→ **AIM OF THE EXERCISE**: Can you transcribe the data exactly? Leave the pictures out.

— Start of DATA PROVIDED —

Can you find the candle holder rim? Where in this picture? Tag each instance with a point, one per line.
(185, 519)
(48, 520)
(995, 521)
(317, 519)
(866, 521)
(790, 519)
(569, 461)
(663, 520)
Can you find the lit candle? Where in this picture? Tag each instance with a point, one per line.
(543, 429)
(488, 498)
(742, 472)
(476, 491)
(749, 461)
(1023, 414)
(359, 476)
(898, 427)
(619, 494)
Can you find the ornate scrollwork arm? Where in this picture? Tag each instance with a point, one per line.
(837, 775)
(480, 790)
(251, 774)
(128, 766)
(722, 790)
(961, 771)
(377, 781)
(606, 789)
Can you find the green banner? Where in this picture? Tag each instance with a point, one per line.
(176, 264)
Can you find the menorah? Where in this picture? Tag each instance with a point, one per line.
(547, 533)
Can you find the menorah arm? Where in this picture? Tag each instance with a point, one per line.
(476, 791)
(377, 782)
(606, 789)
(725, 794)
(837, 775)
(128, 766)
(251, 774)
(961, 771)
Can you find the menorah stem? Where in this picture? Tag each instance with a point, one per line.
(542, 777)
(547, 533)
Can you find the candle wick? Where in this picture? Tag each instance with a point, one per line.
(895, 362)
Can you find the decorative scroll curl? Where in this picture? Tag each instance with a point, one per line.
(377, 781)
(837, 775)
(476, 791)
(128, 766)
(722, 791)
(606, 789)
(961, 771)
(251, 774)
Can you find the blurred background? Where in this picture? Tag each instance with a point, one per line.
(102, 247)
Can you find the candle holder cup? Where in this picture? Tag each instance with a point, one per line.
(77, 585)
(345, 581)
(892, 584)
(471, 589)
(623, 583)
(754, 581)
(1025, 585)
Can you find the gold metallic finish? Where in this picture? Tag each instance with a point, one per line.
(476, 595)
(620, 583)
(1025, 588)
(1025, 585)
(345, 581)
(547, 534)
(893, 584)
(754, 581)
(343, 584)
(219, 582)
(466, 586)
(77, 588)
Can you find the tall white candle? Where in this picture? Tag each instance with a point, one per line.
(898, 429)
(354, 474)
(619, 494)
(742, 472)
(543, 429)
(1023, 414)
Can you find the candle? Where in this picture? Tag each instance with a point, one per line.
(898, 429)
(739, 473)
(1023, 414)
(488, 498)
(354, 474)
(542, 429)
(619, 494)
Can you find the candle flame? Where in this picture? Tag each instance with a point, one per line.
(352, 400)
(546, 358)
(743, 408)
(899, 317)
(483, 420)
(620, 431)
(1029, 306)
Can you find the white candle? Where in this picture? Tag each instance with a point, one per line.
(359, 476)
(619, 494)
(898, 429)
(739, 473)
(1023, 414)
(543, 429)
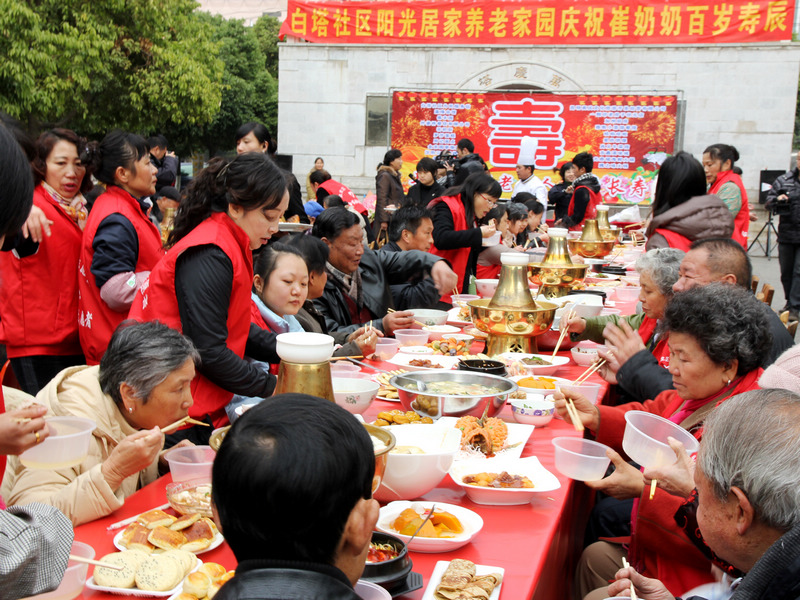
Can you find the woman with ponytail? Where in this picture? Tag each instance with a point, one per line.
(202, 286)
(120, 244)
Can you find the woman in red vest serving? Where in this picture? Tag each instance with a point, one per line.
(39, 329)
(457, 235)
(682, 210)
(202, 286)
(638, 338)
(718, 161)
(120, 244)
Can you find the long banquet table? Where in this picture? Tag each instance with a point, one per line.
(537, 543)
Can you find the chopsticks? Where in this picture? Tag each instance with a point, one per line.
(180, 422)
(126, 522)
(417, 322)
(626, 565)
(563, 334)
(96, 563)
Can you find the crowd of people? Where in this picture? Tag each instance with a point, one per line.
(113, 311)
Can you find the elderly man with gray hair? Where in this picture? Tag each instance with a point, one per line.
(748, 498)
(141, 385)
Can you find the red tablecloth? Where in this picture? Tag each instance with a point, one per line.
(536, 543)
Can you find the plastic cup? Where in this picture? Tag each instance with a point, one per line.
(579, 459)
(386, 348)
(645, 439)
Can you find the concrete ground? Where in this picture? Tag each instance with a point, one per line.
(766, 267)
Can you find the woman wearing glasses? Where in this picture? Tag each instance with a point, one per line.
(457, 235)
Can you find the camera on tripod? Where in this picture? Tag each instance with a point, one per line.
(781, 207)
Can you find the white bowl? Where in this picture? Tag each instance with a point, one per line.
(627, 293)
(580, 459)
(588, 389)
(66, 446)
(555, 363)
(429, 316)
(409, 476)
(470, 520)
(535, 410)
(416, 349)
(645, 439)
(486, 287)
(74, 577)
(353, 394)
(530, 467)
(585, 353)
(304, 347)
(437, 332)
(411, 337)
(191, 462)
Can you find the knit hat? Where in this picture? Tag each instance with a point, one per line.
(313, 208)
(784, 373)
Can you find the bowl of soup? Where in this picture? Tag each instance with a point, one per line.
(452, 393)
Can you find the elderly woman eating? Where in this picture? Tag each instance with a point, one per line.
(718, 335)
(637, 339)
(141, 385)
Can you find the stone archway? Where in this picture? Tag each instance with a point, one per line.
(521, 76)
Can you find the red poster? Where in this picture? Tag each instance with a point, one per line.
(505, 22)
(629, 136)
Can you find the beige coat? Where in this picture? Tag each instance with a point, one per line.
(79, 492)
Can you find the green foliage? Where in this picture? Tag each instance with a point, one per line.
(142, 65)
(249, 92)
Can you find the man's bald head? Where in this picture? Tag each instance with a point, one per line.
(712, 260)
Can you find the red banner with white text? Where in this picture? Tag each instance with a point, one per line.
(629, 136)
(507, 22)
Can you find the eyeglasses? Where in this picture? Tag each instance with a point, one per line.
(492, 203)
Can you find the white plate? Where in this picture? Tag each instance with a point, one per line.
(441, 567)
(218, 539)
(518, 434)
(424, 350)
(557, 362)
(530, 467)
(140, 593)
(452, 318)
(403, 360)
(294, 227)
(471, 521)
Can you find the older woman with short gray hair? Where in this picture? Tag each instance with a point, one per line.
(638, 333)
(141, 385)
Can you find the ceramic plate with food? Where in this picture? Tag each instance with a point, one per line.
(453, 519)
(475, 572)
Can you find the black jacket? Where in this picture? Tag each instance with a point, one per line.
(378, 271)
(582, 197)
(789, 224)
(421, 195)
(286, 580)
(643, 378)
(418, 292)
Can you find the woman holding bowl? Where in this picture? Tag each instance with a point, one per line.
(718, 335)
(457, 237)
(636, 339)
(202, 286)
(39, 293)
(141, 385)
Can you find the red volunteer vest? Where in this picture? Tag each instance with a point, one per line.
(458, 257)
(39, 293)
(741, 223)
(675, 240)
(96, 321)
(156, 301)
(591, 209)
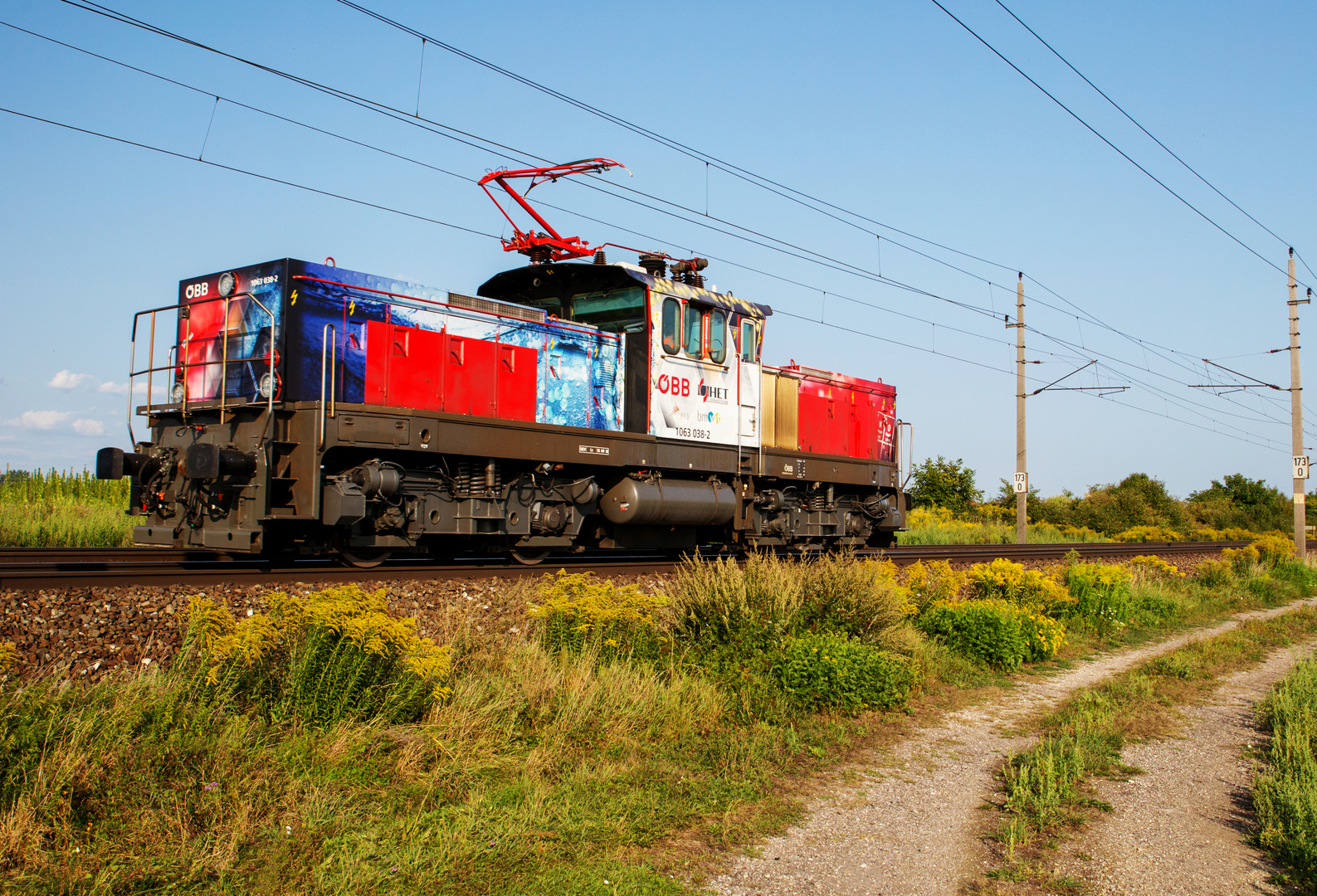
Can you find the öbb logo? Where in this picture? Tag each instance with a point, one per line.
(677, 386)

— End of DATA PROVIDED —

→ **WRITTEN RESPONSE**:
Can you find the candle holder rim? Where in this picture? Tag each instance with a point, one per line.
(185, 519)
(48, 520)
(995, 521)
(317, 519)
(866, 521)
(790, 519)
(569, 461)
(663, 520)
Can you find the lit candle? Where in this picture? Tag each instance with a point, one per line.
(543, 429)
(488, 498)
(742, 472)
(476, 491)
(749, 461)
(1023, 414)
(359, 476)
(898, 427)
(619, 494)
Can you find the ornate scrollwork arm? Where in this picture? Tag each instance with a point, one per line.
(837, 775)
(480, 790)
(251, 774)
(128, 766)
(722, 790)
(961, 771)
(377, 781)
(606, 789)
Can you find the green banner? Where in this picture? Tag each instance with a point, one per line.
(176, 264)
Can you find the menorah? Where in this picture? Tag each instance with a point, one per line.
(547, 533)
Can you find the menorah arm? Where in this picture? Tag each instance with a point, one per line.
(476, 791)
(377, 782)
(606, 789)
(725, 794)
(837, 775)
(128, 766)
(251, 774)
(961, 771)
Can you find the menorah stem? Where in this picture? Tag each instance with a point, one per line.
(542, 777)
(547, 533)
Can you find the candle wick? Where in this picture? Tag each instance with a point, one per line.
(895, 362)
Can you find the decorative scroll curl? Where in this picture? Tag each instance with a point, one per line.
(377, 781)
(837, 775)
(476, 791)
(128, 766)
(722, 791)
(606, 789)
(961, 771)
(251, 774)
Can you find the blurred background? Where in this picture? Tag each instance with a point, one per line.
(102, 247)
Can you find the candle holder cup? Where in this picture? Tag each instance with a point, one per line.
(77, 585)
(345, 581)
(892, 584)
(471, 589)
(623, 583)
(754, 581)
(1025, 585)
Can you find the gold metallic finish? Where in this picture? Tag each instance with a point, one per line.
(476, 595)
(620, 583)
(1025, 588)
(1025, 585)
(345, 581)
(547, 534)
(893, 584)
(754, 581)
(343, 584)
(219, 582)
(466, 586)
(77, 588)
Can you find the tall white candle? Where in this picture? Tag each instance with a point, one per line.
(898, 429)
(354, 474)
(619, 494)
(742, 472)
(543, 429)
(1023, 414)
Can you find the candle? Where in this picture? Tag each instance with a point, one per line.
(898, 429)
(739, 473)
(1023, 414)
(488, 498)
(354, 474)
(542, 429)
(619, 494)
Can you find the candle flame? Where in this picture? Tag each instance with a point, one per line.
(352, 400)
(546, 358)
(743, 408)
(899, 317)
(483, 420)
(620, 431)
(1029, 306)
Can you find the white candle? Where in this picture? Tag each instance with a point, one per line.
(359, 476)
(619, 494)
(898, 429)
(739, 473)
(1023, 414)
(543, 429)
Can you find the woman with ponytail? Where in this picture? Tag each instance with a point, one per line.
(202, 286)
(120, 244)
Can you find the woman in red vest serving? Where in this picture? Tag each instance with a point, one per line.
(39, 329)
(457, 235)
(682, 210)
(202, 286)
(638, 338)
(718, 161)
(120, 244)
Can you find the long banquet table? Where in this picture? Tag each instance with a point, one per line.
(537, 543)
Can you find the chopsticks? Where in this picture? Tag each instance with a point, one per line.
(180, 422)
(126, 522)
(417, 322)
(626, 565)
(563, 334)
(96, 563)
Can you find the crowd of people? Where in this picture? Tag each instance with a point, one per line.
(113, 311)
Can you find the elderly man with gray hair? Where in this picture? Tag each instance with a point, one per line.
(748, 498)
(141, 385)
Can you find the red tablecloth? Where in this picture? Tag each instance with a point, one per line.
(536, 543)
Can you find the plastic cup? Where in this picture? Tag each instance with a point, one per line.
(579, 459)
(386, 348)
(645, 439)
Can you find the concrete ground? Where in this picture? Tag each instance with a point, one per line.
(766, 267)
Can you find the woman wearing glasses? Where in this picture? Tag each instance with a point, one per line.
(457, 235)
Can you find the camera on tripod? Where in this picture? Tag each instance with a point, one per line.
(781, 207)
Can you find the white bowl? Where in this picture? Tag each instance with a point, one per line.
(627, 293)
(580, 459)
(588, 389)
(66, 446)
(555, 363)
(429, 316)
(409, 476)
(470, 520)
(535, 410)
(416, 349)
(645, 439)
(486, 287)
(74, 577)
(353, 394)
(530, 467)
(585, 353)
(304, 347)
(437, 332)
(411, 337)
(191, 462)
Can you find the knit hat? Where in this picture? Tag each instance with a point, one per line.
(313, 208)
(784, 373)
Can you find the bowl of soup? Where in this picture? Tag each instance with a point, one per line.
(452, 393)
Can you find the elderly woman eating? Where in this picture? Tag each instance with a point, one per line.
(718, 335)
(637, 339)
(141, 385)
Can you find the stone archway? Where in this picture? Tag each instance with a point, one per line.
(521, 76)
Can you find the red poster? Where in this picture? Tag each instance with a point, one per line.
(505, 22)
(629, 136)
Can you find the beige coat? Where in this picture? Tag each instance with a point, one per line.
(79, 492)
Can you find the green foliage? Where in this picture? Tag each instance with a point, one per line.
(142, 65)
(249, 92)
Can you find the man's bald head? Where in this picture? Tag each instance with a point, one per line.
(712, 260)
Can you find the red banner with white text? Where in this picture? Tag each instance with a point, one per line.
(629, 136)
(507, 22)
Can you find the eyeglasses? Where in this picture? Tag each instance with a point, one per line.
(492, 203)
Can you find the white plate? Where in this picture? Tag each instance with a point, one per line.
(441, 567)
(218, 539)
(518, 434)
(424, 350)
(557, 362)
(530, 467)
(140, 593)
(452, 318)
(403, 360)
(294, 227)
(471, 521)
Can you find the older woman with short gray hair? Where in this picture? Tag each instance with a point, one per line.
(638, 333)
(141, 385)
Can you find the ceramic plate with food? Where in this picture? Tag each instance with a point, one per line.
(453, 519)
(475, 572)
Can you find the black jacket? Where in this picture? Tag each instance with a point, one per line.
(378, 271)
(582, 197)
(789, 224)
(421, 195)
(286, 580)
(643, 378)
(418, 292)
Can you find the woman holding bowl? Where in this picture? Tag each instance with a point, one per line.
(718, 335)
(457, 237)
(636, 339)
(202, 286)
(39, 293)
(141, 385)
Can you find the red volunteer vest? Where in this picture? Tag each instance with a point, one per line.
(458, 257)
(39, 293)
(741, 223)
(675, 240)
(96, 321)
(156, 301)
(591, 209)
Can you find the öbb logo? Where in this picture? Tag each instance with a point, one per line.
(677, 386)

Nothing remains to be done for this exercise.